Passage to read:
+--
The second story is also from Japan and this one from Japan Times, where radioactive grasshoppers have been detected in Fukushima Prefecture. Now the grasshoppers are contaminated to the tune of 4,000 disintegrations per second in a kilogram of grasshoppers. Now why is this important? The Japanese eat radioactive grasshoppers with their beer. Now the story goes on to say this. “The scientists think it is safe to eat the bugs because they are usually in snack sized portions, crunchy soy-marinated locusts, enjoyed with a cold mug of beer.” Now, I think drinking beer is fine, but when the bug you are eating has 4,000 disintegrations per second of cesium, that should be a concern to public health officials.

That gets me to the issue of BIER, Biological Effects of Ionizing Radiation. The BIER Report shows that radiation exposure and cancer rate are linear. And what that means is that it is proportional, the more radiation you get, the more cancer you are likely to get. Less cancers come from lower doses. So at this dose, this cancer, the line goes up and down in a straight line. That is what BIER says, it is called the L.N.T., Linear No Threshold approach. Now what that means in BIER is this: if somebody is exposed to 100 rem, that is one sievert, the chances of getting cancer are 1 in 10. If you cut that in 10, so somebody gets 10 rem, that is 100 milisieverts, the chances of getting cancer are 1 in 100. Going down one more, if you get 1 rem of radiation or about 10 millisieverts, the chances of a cancer are about 1 in 1,000.

Now in Japan, the Japanese government is allowing people to go back into these radiation zones, when the radiation exposure is 2 rem. What that means is that they are willing to say that your chances of getting cancer are 1 in 500 if you go back into these areas that are presently off limits, and the exposure levels are 2 rem or 20 milisieverts in a year.
+--
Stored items
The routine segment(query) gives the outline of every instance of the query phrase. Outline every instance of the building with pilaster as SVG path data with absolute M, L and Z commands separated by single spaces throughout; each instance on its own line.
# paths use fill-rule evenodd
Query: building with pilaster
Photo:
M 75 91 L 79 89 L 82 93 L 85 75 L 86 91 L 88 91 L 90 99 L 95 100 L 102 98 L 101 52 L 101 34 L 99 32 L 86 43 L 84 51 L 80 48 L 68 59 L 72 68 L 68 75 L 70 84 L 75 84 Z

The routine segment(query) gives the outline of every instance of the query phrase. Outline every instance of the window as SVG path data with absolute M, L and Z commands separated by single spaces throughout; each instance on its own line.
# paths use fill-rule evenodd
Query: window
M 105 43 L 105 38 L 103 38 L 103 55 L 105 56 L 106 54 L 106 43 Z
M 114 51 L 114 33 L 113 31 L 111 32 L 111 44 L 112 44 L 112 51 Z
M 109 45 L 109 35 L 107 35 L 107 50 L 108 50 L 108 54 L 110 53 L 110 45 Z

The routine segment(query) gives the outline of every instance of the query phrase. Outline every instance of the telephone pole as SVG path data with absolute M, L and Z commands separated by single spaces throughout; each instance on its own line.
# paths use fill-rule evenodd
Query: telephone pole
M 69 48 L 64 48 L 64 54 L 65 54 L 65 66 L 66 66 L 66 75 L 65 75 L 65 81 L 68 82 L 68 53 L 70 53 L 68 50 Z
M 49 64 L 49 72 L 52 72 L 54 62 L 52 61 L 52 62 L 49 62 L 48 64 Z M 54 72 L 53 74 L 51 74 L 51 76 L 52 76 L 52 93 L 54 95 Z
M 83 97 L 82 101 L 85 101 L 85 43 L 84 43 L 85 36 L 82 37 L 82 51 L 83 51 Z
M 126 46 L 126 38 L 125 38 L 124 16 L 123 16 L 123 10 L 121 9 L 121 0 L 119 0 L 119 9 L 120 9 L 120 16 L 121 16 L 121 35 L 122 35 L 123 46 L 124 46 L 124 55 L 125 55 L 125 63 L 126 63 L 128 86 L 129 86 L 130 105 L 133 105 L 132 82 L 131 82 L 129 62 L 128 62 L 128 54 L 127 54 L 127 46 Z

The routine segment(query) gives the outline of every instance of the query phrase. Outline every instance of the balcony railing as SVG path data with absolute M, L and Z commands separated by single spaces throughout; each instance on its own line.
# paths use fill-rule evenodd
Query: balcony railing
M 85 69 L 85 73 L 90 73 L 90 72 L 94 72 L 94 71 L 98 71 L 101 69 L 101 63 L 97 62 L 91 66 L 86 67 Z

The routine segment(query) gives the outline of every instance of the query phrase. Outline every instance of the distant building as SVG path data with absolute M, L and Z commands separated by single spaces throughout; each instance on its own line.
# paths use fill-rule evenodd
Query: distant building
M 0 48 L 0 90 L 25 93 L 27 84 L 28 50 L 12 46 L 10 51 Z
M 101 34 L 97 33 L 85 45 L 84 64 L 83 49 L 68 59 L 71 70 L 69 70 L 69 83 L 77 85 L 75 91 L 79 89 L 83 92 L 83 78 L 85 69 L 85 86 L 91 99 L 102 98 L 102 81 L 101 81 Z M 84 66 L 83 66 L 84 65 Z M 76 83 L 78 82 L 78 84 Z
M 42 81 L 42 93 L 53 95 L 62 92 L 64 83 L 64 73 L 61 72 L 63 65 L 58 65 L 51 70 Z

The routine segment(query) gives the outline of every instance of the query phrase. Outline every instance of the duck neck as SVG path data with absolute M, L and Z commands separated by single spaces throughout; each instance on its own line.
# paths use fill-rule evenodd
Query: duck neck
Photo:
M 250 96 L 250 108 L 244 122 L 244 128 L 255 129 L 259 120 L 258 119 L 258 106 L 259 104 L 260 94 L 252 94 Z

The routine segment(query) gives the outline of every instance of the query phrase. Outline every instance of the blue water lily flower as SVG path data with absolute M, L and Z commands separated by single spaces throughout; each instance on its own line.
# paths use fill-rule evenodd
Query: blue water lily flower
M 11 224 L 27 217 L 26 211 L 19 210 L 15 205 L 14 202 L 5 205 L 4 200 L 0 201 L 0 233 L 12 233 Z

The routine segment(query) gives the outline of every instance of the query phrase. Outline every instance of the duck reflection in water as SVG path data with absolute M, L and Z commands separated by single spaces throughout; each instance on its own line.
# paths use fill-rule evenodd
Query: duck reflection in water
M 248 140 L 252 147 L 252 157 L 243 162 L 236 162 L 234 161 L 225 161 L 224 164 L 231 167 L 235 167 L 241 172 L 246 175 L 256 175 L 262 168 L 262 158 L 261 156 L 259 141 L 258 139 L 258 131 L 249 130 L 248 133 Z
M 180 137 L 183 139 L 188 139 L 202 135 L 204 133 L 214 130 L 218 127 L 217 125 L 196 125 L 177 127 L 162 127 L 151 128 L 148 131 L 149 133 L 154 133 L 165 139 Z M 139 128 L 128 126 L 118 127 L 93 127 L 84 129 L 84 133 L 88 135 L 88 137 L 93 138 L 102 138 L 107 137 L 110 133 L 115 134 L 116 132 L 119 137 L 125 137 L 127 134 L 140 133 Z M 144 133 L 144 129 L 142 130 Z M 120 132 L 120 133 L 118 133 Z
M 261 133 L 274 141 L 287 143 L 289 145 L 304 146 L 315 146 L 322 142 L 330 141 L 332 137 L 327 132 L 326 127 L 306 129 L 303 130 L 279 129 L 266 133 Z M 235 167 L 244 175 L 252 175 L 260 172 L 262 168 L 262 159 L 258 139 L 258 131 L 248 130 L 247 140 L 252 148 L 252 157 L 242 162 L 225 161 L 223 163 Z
+--
Transcribe the passage on radioactive grasshoppers and radiation risk from "Now in Japan, the" up to and including "milisieverts in a year.". You can leave the stored items aside.

Now in Japan, the Japanese government is allowing people to go back into these radiation zones, when the radiation exposure is 2 rem. What that means is that they are willing to say that your chances of getting cancer are 1 in 500 if you go back into these areas that are presently off limits, and the exposure levels are 2 rem or 20 milisieverts in a year.